Set exercise =
Count the lines of the records that contain the string "finial", treating case as significant, and give only the number.

Entries supplied =
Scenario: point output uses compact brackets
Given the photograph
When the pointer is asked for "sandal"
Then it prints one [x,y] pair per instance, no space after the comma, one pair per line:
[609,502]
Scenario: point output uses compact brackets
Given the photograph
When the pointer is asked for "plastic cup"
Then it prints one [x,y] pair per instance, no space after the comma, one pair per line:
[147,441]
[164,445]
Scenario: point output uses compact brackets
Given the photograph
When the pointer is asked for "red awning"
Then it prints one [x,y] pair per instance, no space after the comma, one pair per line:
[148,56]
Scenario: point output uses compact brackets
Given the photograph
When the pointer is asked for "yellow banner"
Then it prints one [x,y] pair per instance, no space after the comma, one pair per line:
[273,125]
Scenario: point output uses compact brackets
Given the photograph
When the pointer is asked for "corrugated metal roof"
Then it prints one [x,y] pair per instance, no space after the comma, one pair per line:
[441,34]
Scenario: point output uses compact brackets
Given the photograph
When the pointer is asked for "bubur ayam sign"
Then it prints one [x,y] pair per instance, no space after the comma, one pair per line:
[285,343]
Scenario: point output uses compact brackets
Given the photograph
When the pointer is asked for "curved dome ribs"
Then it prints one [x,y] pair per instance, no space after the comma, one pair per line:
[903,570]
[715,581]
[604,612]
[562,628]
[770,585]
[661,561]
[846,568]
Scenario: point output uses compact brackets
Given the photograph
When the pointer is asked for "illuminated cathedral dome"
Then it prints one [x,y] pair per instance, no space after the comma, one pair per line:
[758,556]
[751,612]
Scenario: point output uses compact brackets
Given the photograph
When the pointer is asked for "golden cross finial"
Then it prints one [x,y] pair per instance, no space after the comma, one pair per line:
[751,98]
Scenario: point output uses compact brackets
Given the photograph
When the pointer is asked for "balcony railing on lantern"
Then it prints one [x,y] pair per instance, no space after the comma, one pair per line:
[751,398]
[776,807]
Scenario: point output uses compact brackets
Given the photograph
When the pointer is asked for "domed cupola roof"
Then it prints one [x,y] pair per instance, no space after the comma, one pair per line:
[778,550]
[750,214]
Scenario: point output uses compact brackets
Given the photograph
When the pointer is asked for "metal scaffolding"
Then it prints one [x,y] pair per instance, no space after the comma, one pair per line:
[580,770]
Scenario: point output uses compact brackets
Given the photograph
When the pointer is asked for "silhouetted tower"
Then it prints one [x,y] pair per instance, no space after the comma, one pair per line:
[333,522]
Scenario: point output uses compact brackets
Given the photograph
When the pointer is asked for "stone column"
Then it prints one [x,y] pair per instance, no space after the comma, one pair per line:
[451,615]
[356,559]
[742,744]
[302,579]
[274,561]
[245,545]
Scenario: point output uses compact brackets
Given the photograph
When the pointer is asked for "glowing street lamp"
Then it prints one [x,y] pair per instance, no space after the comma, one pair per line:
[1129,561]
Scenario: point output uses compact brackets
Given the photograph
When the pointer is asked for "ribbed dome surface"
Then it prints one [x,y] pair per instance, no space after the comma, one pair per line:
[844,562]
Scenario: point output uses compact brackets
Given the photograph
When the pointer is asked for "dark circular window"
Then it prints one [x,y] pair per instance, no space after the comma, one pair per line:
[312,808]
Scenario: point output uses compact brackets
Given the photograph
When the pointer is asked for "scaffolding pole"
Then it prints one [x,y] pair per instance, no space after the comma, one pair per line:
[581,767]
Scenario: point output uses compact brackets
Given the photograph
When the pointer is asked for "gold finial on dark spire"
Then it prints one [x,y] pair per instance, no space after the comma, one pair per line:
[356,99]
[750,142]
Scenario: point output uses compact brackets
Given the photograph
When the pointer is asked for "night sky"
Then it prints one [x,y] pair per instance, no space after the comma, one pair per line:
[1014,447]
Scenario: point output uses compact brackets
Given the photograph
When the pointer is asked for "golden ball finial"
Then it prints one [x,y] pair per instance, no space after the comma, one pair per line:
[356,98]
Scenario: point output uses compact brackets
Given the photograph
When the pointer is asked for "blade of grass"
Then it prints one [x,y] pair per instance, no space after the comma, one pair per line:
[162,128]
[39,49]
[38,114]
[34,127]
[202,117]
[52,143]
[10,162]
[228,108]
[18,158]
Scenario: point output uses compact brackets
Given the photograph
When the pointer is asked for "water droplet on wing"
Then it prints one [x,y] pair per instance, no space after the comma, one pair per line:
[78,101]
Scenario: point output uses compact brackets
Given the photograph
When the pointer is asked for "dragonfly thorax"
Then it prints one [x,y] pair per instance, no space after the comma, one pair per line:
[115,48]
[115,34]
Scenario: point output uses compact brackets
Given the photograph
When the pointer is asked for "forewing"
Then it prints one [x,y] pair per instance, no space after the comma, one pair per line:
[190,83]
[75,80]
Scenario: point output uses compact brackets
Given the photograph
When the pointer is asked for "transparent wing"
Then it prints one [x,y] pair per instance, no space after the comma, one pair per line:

The answer =
3